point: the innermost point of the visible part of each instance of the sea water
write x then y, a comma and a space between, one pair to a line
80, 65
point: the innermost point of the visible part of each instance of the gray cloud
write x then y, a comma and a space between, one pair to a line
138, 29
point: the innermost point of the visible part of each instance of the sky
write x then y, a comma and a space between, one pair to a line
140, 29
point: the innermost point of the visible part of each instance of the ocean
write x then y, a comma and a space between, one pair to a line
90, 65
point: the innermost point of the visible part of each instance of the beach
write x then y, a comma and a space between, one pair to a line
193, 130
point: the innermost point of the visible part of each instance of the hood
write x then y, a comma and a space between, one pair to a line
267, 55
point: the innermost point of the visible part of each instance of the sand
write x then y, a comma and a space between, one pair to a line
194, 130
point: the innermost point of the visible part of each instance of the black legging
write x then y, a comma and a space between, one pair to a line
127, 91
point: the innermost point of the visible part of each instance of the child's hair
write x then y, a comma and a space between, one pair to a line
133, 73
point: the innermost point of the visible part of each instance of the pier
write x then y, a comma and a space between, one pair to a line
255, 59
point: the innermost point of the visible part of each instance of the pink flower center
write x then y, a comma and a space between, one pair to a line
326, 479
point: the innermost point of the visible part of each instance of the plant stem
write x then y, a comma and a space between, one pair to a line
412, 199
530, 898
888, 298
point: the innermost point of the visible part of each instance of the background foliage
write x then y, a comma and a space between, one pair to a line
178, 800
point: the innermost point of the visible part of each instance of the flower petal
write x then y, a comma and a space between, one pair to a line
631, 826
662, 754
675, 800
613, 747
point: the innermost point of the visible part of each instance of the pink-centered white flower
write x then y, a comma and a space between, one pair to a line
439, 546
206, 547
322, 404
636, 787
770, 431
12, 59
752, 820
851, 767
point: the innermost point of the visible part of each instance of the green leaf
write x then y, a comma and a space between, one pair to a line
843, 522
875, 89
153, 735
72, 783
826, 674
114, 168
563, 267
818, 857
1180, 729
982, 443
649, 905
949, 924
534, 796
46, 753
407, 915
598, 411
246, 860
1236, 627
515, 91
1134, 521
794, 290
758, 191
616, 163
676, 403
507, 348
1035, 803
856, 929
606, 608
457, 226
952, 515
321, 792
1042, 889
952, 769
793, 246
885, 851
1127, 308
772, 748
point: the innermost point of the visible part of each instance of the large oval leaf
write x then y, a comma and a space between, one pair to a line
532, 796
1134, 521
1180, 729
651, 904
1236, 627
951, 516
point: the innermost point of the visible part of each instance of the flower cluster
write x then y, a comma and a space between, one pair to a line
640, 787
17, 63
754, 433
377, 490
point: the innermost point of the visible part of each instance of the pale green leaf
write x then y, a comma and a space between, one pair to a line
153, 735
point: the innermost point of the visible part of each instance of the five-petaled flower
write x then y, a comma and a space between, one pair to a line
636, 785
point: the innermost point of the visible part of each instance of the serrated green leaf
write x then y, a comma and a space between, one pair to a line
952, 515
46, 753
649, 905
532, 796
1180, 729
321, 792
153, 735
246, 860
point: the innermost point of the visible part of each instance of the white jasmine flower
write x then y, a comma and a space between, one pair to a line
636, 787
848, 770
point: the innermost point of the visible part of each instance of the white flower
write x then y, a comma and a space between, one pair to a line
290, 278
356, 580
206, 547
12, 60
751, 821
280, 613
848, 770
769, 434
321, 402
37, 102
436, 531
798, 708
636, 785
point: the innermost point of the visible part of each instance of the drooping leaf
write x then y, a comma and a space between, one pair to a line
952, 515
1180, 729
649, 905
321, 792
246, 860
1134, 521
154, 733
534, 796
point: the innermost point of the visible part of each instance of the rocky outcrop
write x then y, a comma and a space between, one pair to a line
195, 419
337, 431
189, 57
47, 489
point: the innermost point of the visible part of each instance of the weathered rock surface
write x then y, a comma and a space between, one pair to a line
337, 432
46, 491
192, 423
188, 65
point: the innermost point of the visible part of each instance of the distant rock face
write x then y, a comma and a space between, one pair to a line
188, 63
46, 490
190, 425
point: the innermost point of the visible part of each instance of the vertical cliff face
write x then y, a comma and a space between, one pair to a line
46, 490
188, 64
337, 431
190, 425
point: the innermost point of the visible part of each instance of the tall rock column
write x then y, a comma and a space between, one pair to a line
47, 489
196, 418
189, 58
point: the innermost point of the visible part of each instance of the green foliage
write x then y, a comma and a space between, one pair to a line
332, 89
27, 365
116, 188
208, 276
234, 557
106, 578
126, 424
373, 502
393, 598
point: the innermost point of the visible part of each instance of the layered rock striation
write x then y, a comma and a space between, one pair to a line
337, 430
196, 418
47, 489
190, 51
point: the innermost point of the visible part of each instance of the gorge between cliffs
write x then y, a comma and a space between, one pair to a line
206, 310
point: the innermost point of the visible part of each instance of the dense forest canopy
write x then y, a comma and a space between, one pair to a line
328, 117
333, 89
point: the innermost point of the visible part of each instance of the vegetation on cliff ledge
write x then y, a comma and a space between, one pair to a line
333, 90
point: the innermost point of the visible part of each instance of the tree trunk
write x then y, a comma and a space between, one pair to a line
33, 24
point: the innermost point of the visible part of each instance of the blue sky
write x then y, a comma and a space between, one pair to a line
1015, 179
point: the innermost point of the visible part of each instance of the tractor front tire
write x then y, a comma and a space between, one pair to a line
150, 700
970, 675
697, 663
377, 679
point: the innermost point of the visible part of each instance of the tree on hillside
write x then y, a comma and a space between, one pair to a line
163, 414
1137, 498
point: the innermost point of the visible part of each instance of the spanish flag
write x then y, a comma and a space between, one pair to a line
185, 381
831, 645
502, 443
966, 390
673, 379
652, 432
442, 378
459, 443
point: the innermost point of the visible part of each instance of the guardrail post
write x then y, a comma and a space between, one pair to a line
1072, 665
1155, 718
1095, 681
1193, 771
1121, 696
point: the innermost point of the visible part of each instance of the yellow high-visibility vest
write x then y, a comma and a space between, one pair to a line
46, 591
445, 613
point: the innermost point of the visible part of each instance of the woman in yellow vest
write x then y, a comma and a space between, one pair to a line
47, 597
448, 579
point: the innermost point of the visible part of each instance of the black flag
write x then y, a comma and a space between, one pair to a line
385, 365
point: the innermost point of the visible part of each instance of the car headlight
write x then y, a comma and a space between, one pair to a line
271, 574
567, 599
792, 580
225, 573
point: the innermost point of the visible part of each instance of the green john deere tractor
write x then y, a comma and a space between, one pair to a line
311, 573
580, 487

- **To do**
Repeat the preceding lines exactly, please, every one of them.

- **Worked solution**
point: the innermost point of the visible part of each instance of the sea water
write x then y, a comma and a space between, one pair to a line
80, 65
point: the innermost point of the visible part of each instance of the gray cloud
write x then y, a comma and a space between, one pair to a line
138, 29
point: the innermost point of the visible part of each instance of the sky
write x then y, a comma and a space between, one pair to a line
140, 29
point: the innermost point of the visible part of each instance of the ocean
write x then y, a comma and a space between, one pair to a line
90, 65
point: the innermost point of the visible part of each instance of the beach
write x then y, a comma and a space between, one pair to a line
193, 130
point: the innermost point of the visible part of each instance of the hood
write x then y, a comma and a space between, one pair to a line
267, 55
point: the innermost point of the visible part of each instance of the sand
write x then y, a comma and a space between, one pair to a line
194, 130
point: the innermost point of the visible part of each instance of the black legging
write x then y, a comma and a space between, one pair to a line
127, 91
point: the innermost point of the visible part of each instance of the child's hair
write x then y, a comma and a space between, one pair to a line
133, 73
point: the innermost point of the visible part of each instance of the pier
write x then y, a comma and a space between, one pair to a line
255, 59
point: the innermost point of the visible part of each instance of the pink flower center
write x then y, a comma and a space between, one pair to a line
326, 479
point: the innermost point of the visible part of each instance of the plant stem
write x then y, a comma and a space between, one pair to a line
412, 199
530, 898
888, 298
point: the innermost point of the visible part of each instance of the background foliage
write x then y, a comma and a space between, one pair to a line
178, 800
point: the innermost point of the visible part of each instance of the flower petal
write x then y, a comma and a space between, one pair to a line
631, 826
662, 754
675, 800
613, 747
point: the innermost point of the visible part of each instance of the pink-centered white flower
write x then y, a comma and a space between, one pair to a line
439, 546
206, 547
322, 404
636, 787
770, 431
12, 59
752, 820
851, 767
point: the innermost point of the visible part of each instance of the green leaf
write x then y, a comma and a space between, one pair to a line
843, 522
875, 89
153, 735
72, 783
826, 674
114, 168
563, 267
818, 857
1180, 729
982, 443
649, 905
949, 924
534, 796
46, 753
407, 915
598, 411
246, 860
1236, 627
515, 91
1134, 521
794, 290
758, 191
616, 163
676, 403
507, 348
1035, 803
856, 929
606, 608
457, 226
952, 515
321, 792
1042, 889
952, 769
793, 246
885, 851
1127, 308
772, 748
point: the innermost point of the visible part of each instance of the large oval leaf
write x then y, a comma and a space between, one pair to a line
532, 796
1134, 521
1180, 729
651, 904
1236, 627
951, 516
point: the innermost point of the visible part of each instance of the flower cluster
write x then y, a comma and a space between, one pair to a line
640, 787
17, 63
754, 433
377, 490
point: the innermost point of the visible part of each instance of the pale green leaf
write x then y, a comma and a space between, one pair to a line
153, 735
point: the innermost point of the visible part of each instance of the five-petaled flower
write x then y, a comma and a space between, one pair to a line
636, 785
point: the innermost point of the visible part of each instance of the serrated green leaf
write x then y, a comma and a space between, one pair to a line
952, 515
46, 753
649, 905
532, 796
1180, 729
321, 792
153, 735
246, 860
point: the innermost point of the visible part of each instance of the white jasmine flower
write x then y, a comma and a space between, one pair to a line
636, 787
848, 770
point: the innermost point of the visible part of each instance of the white flower
write x then y, a comma and a space between, one pair to a line
290, 278
356, 580
206, 547
12, 60
751, 821
280, 613
848, 770
769, 434
321, 402
37, 102
436, 531
798, 708
636, 785
point: the innermost point of the visible part of each instance of the drooping leaf
write x then y, a comma and a space between, one pair to a line
952, 515
1180, 729
649, 905
321, 792
246, 860
1134, 521
154, 733
534, 796
point: the innermost point of the visible part of each instance of the rocky outcrop
write x then y, a comma and a space between, one pair to a line
195, 419
337, 431
189, 57
47, 489
point: the innermost point of the visible part of each instance of the weathered rock surface
write x then y, a comma and a space between, one pair to a line
337, 432
46, 491
192, 423
188, 65
point: the innermost point of the visible part of each instance of the distant rock face
write x then y, a comma and a space between, one pair to a line
188, 63
46, 490
190, 425
point: the innermost point of the visible part of each instance of the vertical cliff face
write x then y, a comma and a space between, one pair to a line
46, 490
188, 64
337, 431
190, 425
point: the innermost point of the visible part of each instance of the tall rock column
write x then y, a comma and a space between, one pair to a line
47, 489
196, 418
189, 58
point: the innermost point of the visible part of each instance of the green foliage
write x then y, a comma and a space between, one pair to a line
332, 89
27, 365
116, 188
208, 276
234, 557
106, 578
126, 424
373, 502
393, 598
point: the innermost point of the visible part of each instance of the layered rock striation
write x then y, a comma and a space between, one pair to a line
337, 430
196, 418
47, 489
190, 51
point: the innermost point of the visible part of each instance of the gorge between cliffs
write x then y, a comma and a space between, one pair to a line
206, 310
point: the innermost point of the visible part of each instance of the dense forest canopy
write x then y, a comma and a space between, one pair to a line
328, 117
333, 89
point: the innermost point of the visible part of each instance of the vegetation on cliff ledge
write x then y, a comma and a space between, one pair to a line
333, 90
point: the innermost point of the visible part of each instance of the tree trunk
write x then y, a comma and a space between, one pair to a line
33, 24
point: the innermost point of the visible part of each instance of the blue sky
write x then y, a comma and a space between, one pair to a line
1015, 179
point: the innermost point of the visible part of each instance of the tractor front tire
write x then y, a comma and a space between, one pair to a line
150, 700
970, 675
697, 663
377, 679
point: the innermost point of the visible part of each instance of the tree on hillside
write x then y, a comma and a space between, one pair to a line
163, 414
1137, 498
point: the innermost point of the visible part of each instance of the spanish flag
write x then y, a comma and a space between, one pair to a line
185, 381
831, 645
502, 443
966, 390
673, 379
652, 432
442, 378
459, 443
point: the innermost point of the visible part of each instance of the guardrail post
write x then y, a comma and a space between, one pair to a line
1072, 665
1155, 718
1095, 681
1193, 771
1121, 696
point: the innermost point of the visible part of each instance of the yellow high-visibility vest
write x then y, a comma and a space between, one pair to a line
46, 591
445, 613
point: the innermost point of the visible part of each instance of the woman in yellow vest
write x then y, a comma and a space between, one pair to a line
47, 597
448, 579
point: the innermost point of the visible part of each instance of the black flag
write x then y, a comma and a space between, one pair to a line
385, 365
point: the innermost point of the visible part of each instance of the car headlight
write x then y, a comma and a space between, one pair to a line
271, 574
567, 599
792, 580
225, 573
point: the innermost point of the visible part of each instance of the green john deere tractor
write x then y, a comma and a space between, one pair to a line
311, 573
580, 487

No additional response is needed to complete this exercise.